* Work to be completed *
Would you repeat the whole listing exactly?

::: Record extracts :::

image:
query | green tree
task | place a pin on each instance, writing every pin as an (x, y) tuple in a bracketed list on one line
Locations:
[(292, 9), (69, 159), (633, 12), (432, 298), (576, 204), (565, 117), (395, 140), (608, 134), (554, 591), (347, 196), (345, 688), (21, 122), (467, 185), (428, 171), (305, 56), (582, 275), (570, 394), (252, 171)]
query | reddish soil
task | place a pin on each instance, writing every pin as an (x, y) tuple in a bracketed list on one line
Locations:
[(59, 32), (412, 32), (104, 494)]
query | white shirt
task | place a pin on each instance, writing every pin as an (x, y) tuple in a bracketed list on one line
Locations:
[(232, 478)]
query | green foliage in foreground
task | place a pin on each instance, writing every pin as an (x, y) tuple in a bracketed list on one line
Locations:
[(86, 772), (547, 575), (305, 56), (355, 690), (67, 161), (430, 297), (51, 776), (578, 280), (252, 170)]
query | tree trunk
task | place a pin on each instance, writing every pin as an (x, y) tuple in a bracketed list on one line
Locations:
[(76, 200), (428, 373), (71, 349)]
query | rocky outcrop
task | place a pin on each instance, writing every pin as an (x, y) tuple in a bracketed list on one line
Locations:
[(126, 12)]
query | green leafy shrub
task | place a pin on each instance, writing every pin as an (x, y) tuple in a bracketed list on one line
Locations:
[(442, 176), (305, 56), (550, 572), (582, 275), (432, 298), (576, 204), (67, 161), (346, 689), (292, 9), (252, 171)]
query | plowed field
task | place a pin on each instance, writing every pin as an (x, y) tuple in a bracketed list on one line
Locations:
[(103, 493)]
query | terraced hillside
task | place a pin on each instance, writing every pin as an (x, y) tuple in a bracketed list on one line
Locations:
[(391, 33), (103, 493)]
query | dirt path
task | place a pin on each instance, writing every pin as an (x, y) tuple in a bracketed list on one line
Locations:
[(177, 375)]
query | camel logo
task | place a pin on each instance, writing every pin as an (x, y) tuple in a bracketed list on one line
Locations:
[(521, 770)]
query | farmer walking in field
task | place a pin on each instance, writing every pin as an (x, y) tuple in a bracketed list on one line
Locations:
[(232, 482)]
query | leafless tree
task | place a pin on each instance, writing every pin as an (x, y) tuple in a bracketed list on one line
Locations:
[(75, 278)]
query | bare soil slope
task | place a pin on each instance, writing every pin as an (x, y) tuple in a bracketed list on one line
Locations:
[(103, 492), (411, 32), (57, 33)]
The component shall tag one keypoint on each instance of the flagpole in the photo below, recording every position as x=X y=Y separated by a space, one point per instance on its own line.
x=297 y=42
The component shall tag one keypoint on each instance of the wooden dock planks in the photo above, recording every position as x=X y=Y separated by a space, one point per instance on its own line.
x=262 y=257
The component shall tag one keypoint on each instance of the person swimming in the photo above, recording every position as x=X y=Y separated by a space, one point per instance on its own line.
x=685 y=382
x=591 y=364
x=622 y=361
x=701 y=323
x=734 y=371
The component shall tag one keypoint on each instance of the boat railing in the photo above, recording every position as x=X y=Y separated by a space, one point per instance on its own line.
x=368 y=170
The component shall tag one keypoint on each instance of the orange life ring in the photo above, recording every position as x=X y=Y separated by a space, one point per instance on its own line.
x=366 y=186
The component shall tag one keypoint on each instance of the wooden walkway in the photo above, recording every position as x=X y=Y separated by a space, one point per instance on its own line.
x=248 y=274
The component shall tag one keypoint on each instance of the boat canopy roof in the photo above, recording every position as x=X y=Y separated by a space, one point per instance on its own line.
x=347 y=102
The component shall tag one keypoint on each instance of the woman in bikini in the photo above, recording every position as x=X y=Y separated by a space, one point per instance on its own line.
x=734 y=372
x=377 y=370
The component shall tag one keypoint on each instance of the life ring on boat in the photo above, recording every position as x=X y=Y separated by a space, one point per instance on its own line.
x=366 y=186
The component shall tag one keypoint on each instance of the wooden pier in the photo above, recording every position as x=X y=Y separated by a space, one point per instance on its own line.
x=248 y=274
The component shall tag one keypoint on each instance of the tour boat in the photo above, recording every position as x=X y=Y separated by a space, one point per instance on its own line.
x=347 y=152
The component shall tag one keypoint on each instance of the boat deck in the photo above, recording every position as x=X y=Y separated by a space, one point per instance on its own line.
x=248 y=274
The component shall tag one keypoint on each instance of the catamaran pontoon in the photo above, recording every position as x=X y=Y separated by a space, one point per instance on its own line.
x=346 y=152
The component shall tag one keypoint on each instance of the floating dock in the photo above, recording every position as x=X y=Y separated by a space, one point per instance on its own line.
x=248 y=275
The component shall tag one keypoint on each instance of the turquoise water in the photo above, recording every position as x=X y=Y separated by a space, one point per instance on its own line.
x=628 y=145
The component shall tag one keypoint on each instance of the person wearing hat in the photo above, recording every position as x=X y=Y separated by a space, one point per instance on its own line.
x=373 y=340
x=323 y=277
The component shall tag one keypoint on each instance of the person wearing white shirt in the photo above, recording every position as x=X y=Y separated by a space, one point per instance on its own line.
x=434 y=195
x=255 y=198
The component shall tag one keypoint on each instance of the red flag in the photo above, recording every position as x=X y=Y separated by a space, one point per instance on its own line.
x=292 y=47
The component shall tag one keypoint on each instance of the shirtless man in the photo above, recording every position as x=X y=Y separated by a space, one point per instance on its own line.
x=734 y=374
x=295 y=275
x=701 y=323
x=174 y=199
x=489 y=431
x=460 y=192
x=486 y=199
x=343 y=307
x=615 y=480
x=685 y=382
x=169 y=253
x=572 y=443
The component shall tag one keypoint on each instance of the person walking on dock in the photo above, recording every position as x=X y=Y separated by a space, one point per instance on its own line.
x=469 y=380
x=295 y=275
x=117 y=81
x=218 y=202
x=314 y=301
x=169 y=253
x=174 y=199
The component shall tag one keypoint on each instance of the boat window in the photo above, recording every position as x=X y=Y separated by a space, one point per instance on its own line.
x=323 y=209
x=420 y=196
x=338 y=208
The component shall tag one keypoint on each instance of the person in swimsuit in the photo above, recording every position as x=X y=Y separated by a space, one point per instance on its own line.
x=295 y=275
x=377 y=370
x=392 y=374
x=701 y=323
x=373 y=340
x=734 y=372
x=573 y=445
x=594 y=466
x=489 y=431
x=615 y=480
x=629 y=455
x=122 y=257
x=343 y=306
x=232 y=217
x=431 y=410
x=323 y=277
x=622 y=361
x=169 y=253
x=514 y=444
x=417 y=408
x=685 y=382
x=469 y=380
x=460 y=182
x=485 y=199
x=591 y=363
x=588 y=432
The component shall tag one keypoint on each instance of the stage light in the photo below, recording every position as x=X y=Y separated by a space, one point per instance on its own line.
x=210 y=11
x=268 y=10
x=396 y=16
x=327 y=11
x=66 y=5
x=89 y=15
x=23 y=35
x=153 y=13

:::

* Written answer *
image:
query | green tree
task | place a pin on each instance, writing every pin as an (x, y) tuple in a bracketed list on one line
Locations:
[(292, 9), (69, 159), (633, 12), (432, 298), (576, 204), (565, 117), (395, 140), (608, 134), (554, 591), (347, 196), (345, 688), (21, 122), (467, 185), (428, 171), (305, 56), (582, 275), (570, 394), (252, 171)]
query | reddish soil
task | place a pin on each instance, writing every pin as an (x, y) tuple in a bracketed list on one line
Locations:
[(59, 32), (412, 32), (104, 494)]
query | white shirt
task | place a pin on each instance, writing every pin as an (x, y) tuple in a bracketed list on one line
Locations:
[(232, 478)]
query | green foliage in foreground
task | place a pin on each instance, writing every pin as an (x, y) tuple in a bracketed list on one line
Locations:
[(86, 772), (547, 575), (305, 56), (355, 690), (67, 161), (430, 297), (51, 776), (578, 280), (252, 170)]
query | tree trunk
task | place a pin on each instance, writing every pin as an (x, y) tuple in a bracketed list on one line
Locations:
[(76, 200), (428, 373), (71, 349)]
query | rocky outcrop
task | place a pin on each instance, writing every pin as an (x, y) tuple in a bracketed list on one line
Locations:
[(126, 12)]
query | green leafy shrub
task | place a pin on each instance, writing every pin as an (x, y) tuple in a bracketed list on one line
Locations:
[(442, 176), (305, 56), (550, 572), (582, 275), (432, 298), (576, 204), (67, 161), (346, 689), (292, 9), (252, 171)]
query | plowed field
task | place a pin on each instance, writing every pin as an (x, y) tuple in a bracketed list on one line
Locations:
[(103, 493)]
query | terraced hillside
task | place a pin on each instance, writing every pin as an (x, y) tuple in a bracketed list on one line
Locations:
[(391, 33), (103, 493)]
query | dirt path
task | place a pin on each instance, writing every pin as an (x, y) tuple in a bracketed list on one line
Locations:
[(177, 375)]
query | camel logo
task | place a pin on each instance, writing every pin as an (x, y) tuple in a bracketed list on one line
Locations:
[(521, 770)]
query | farmer walking in field
task | place a pin on each instance, writing every pin as an (x, y) tuple in a bracketed list on one line
Locations:
[(232, 482)]
query | leafless tree
task | place a pin on each instance, writing every pin as an (x, y) tuple in a bracketed list on one line
Locations:
[(75, 278)]
query | bare soil slope
task | place a pin on each instance, writing every pin as an (x, y) tuple in a bracketed list on one line
Locations:
[(103, 492), (411, 32), (57, 33)]
The component shall tag one keypoint on each instance of the flagpole in the photo below, recording every position as x=X y=Y separated by a space, one point per instance on its own line.
x=297 y=42
The component shall tag one keypoint on each instance of the wooden dock planks in the photo above, recording every position as x=X y=Y separated by a space, one point per instance on its own line.
x=262 y=257
The component shall tag one keypoint on each instance of the person swimming in the photo above, recording every position as x=X y=Y separated by a space, one point per instance on its own line.
x=685 y=382
x=591 y=364
x=622 y=361
x=701 y=323
x=734 y=371
The component shall tag one keypoint on each instance of the boat railing in the photo above, recording every position as x=X y=Y separated by a space, one point per instance on its own line.
x=368 y=170
The component shall tag one keypoint on each instance of the orange life ring in the photo above, recording every position as x=X y=Y separated by a space, one point per instance on its own line.
x=366 y=186
The component shall tag one keypoint on each instance of the wooden walkway in the photo above, recording every position as x=X y=Y separated by a space, one point per instance on its own line.
x=248 y=274
The component shall tag one keypoint on each instance of the boat canopy roof in the photo above, recording every position as x=X y=Y separated by a space, one point per instance on its own line.
x=347 y=102
The component shall tag one keypoint on each instance of the woman in bikini in the photo above, recording every position as x=X y=Y separated by a space, one point per instance on its own line.
x=734 y=372
x=377 y=370
The component shall tag one keypoint on each instance of the life ring on boat in the photo above, recording every position as x=X y=Y separated by a space, one point per instance on its own line.
x=366 y=186
The component shall tag one keypoint on each instance of the wooden pier in the photo above, recording every position as x=X y=Y separated by a space, one point per instance on its own line.
x=248 y=274
The component shall tag one keypoint on each instance of the tour boat in the photo above, recording every position as x=X y=Y separated by a space, one point per instance on its own line.
x=347 y=152
The component shall tag one keypoint on each instance of the boat deck in the photo above, recording every position as x=X y=Y separated by a space, one point per instance on its own line.
x=248 y=274
The component shall tag one keypoint on each instance of the catamaran pontoon in the photo above, recording every position as x=X y=Y separated by a space, one point per instance on its own line.
x=346 y=152
The component shall tag one keypoint on each instance of the floating dock in the photo above, recording every position as x=X y=Y separated by a space, one point per instance on its own line.
x=248 y=275
The component shall tag one keypoint on each instance of the turquoise water in the photo above, recording every position as x=X y=Y separated by a space, one point per instance on its own line.
x=628 y=145
The component shall tag one keypoint on each instance of the person wearing hat in the photo above, recording every position as x=X y=Y separated by a space, one point per instance on its own line.
x=373 y=340
x=323 y=277
The component shall tag one keypoint on each instance of the person wearing white shirt in the photo above, recording every position as x=X y=Y separated by a space, one point per instance on its own line.
x=434 y=195
x=255 y=198
The component shall tag one keypoint on each instance of the red flag in the photo above, recording every position as x=X y=Y separated by a space, one point per instance on its own line.
x=292 y=47
The component shall tag one keypoint on each instance of the shirtless man in the photo above, recording every position as x=X y=Y separated by a space, one point per instance on its own line.
x=734 y=374
x=295 y=275
x=701 y=323
x=174 y=199
x=489 y=431
x=460 y=192
x=486 y=199
x=343 y=307
x=615 y=480
x=685 y=382
x=169 y=253
x=572 y=443
The component shall tag one keypoint on each instance of the person walking on dock in the photo above, recording every position as x=X y=Y separated by a space, one point per instance on its own line.
x=469 y=380
x=295 y=275
x=117 y=81
x=218 y=202
x=314 y=301
x=169 y=253
x=174 y=199
The component shall tag one keypoint on each instance of the boat window in the photo above, recording every position as x=X y=Y separated by a space, one point per instance on its own line.
x=323 y=209
x=420 y=196
x=338 y=208
The component shall tag one keypoint on each instance of the person in swimsuit in the photo above, recording every position as x=X y=Y separated by a space, one point per instance on its own line.
x=295 y=275
x=377 y=370
x=392 y=374
x=701 y=323
x=373 y=340
x=734 y=372
x=573 y=445
x=594 y=466
x=489 y=431
x=615 y=480
x=629 y=455
x=122 y=257
x=343 y=306
x=232 y=217
x=431 y=410
x=323 y=277
x=622 y=361
x=169 y=253
x=514 y=444
x=417 y=408
x=685 y=382
x=469 y=380
x=460 y=182
x=485 y=199
x=591 y=363
x=588 y=432
The component shall tag one keypoint on each instance of the stage light in the photo below, recording every position as x=X y=Y separated by a space, one point per instance on its own line.
x=210 y=11
x=268 y=10
x=396 y=16
x=327 y=11
x=66 y=5
x=89 y=15
x=23 y=35
x=153 y=13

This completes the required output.